They beg the questions: What does it mean to look at them now? What do we search for in an image? Leon Battista Alberti wrote that images, like friendship, make the absent present. The gigantic archive compiled by curator and collector Ydessa Hendeles contains more than 3000 photographs of people holding teddy bears: here images are presented as children of nostalgia—we cling to these transitional objects to ward off loneliness. In a similar vein, Morton Bartlett and James Castle, who worked outside the traditional confines of the art system, created private fantasy worlds in which fetish-like dolls were their closest friends.

Images are thought to relieve much more than solitude. Swiss clairvoyant Emma Kunz and Chinese healer Guo Fengyi infused an almost desperate faith in the power of images. With their medicine drawings and therapeutic abstractions, they created images that they hoped could save the world. The funerary dolls collected by Ock Rang Kim were used in Korean burial rituals to accompany both the living and the dead. When salvation is no longer a question, images become sites of commemoration. The paintings of Jean Fautrier, the Palestinian posters collected by the magazine Useful Photography, the sculptures of Katharina Fritsch and the videos by Rabih Mroué, Hito Steyerl and Liu Wei analyze the image of the victim and the iconography of the martyr.

Sometimes the love we invest in images proves to be too much. Iconophilia—the love of images—often conceals a deep fear of them. Gestures of violence and iconoclasm appear in the defaced photographs by E.J. Bellocq from the early twentieth century and in Huang Yong Ping’s fractured Buddha. Cyprien Galliard’s new video looks at Egyptian statuary and its demise. In Yang-ah Ham’s video, actors adore an effigy made of chocolate, while Harun Farocki documents processions and pilgrimages to sacred statues.

The exhibition looks not only at images as sites of remembrance and projections of affection, but also investigates the lives of images themselves. How are images constructed? How are they fabricated and how do they circulate? These are some of the questions raised by the work of Thomas Bayrle, Paul Sharits, Stan VanDerBeek, and Christopher Williams, among others. The 1950s experimental films of Katsuhiro Yamaguchi take the mechanics of vision apart: the act of seeing becomes an adventure for the eyes, to use the title of one of his films.

Hans Peter-Feldmann, Tom Holert and Seth Price look at how images are distributed through the media. Feldmann’s 9/12 Front Page arranges scores of newspapers from September 12, 2001. Sherrie Levine and Sturtevant question ownership and copyright by replicating works by other artists, while Shinro Ohtake reassembles fragments of visual culture, collecting thousands of cut out photos arranged in dozens of scrapbooks.

_ASSIGNED TASK 1:_ In the exhibition text, why are the images in Ydessa Hendeles's archive presented as "children of nostalgia"? Answer in one to three sentences.
_ASSIGNED TASK 2:_ Write a continuation of the exhibition text, starting after its final sentence.
The listing after this point is separate material and is not part of the exhibition text.

_PROVIDED MATERIAL:_
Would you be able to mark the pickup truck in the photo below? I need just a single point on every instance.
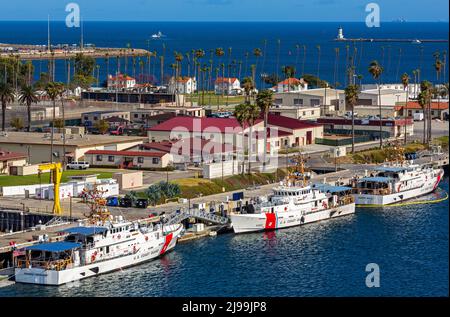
(78, 165)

_RESPONSE AREA 1:_ Her archive holds more than 3000 photographs of people holding teddy bears. These bears are transitional objects, and we cling to them to ward off loneliness.

_RESPONSE AREA 2:_
The construction of the self through images and media is a recurring theme throughout the exhibition. Celebrities and illustrious nobodies appear in the photographs of Andre de Dienes, Hanyong Kim, Namhan Photo Studio and Philip-Lorca diCorcia. For the project My Village, filmmaker Wu Wenguang distributed video cameras to rural Chinese workers and asked them to film their towns: the hundreds of hours recorded by the farmers capture everyday life at the margins of the Chinese empire, composing a choral encyclopedia. In Visible World, Fischli and Weiss align thousands of snap-shots on a 90-foot light table, presenting reality in all of its sublime banality.

Swarming with pictures, the exhibition attempts to become an image-making machine itself. In Exhibition in Real Time n.4 (Leave on the walls a photographic trace of your fleeting visit), a seminal 1972 conceptual work by Franco Vaccari, visitors are invited to pin to the walls their self-portraits shot in a photo booth installed in the exhibition galleries. The portraits rescued by collector Tong Bingxue chronicle the life of Ye Jinglu who had himself photographed once a year from 1901 to 1968.

Commissioned works will include a visual diary chronicling 246 days in the life of the Korean artists’ collective Eye Glass Shop. Jakub Julian Ziolkowski will present a suite of more than 60 drawings inspired by George Bataille’s Story of the Eye, exposing voyeuristic and erotic tensions implied in the act of seeing. Alice Kok’s video messages reunite people across borders, while Artur Zmijewski will premiere a new film in which blind people paint the world as they see it.

The Biennale is installed in three main venues - the Biennale Hall, the Gwangju City Museum, and the Folk Museum - all located within walking distance from each other in Jungoui Park.

ABOUT THE GWANGJU BIENNALE
Founded in 1995 in memory of the spirit of civil uprising resulting from the 1980 repression of the Gwangju Democratization Movement, the Gwangju Biennale is Asia’s oldest and most prestigious biennial of contemporary art. Under the helm of previous curators that include Kerry Brougher, Sukwon Chang, Okwui Enwezor, Charles Esche, Hou Hanru, Honghee Kim, Yongwoo Lee, Youngchul Lee, Kwangsoo Oh, Wankyoung Sung and Harald Szeemann, the Gwangju Biennale has established itself as a highlight of the international contemporary art biennale circuit.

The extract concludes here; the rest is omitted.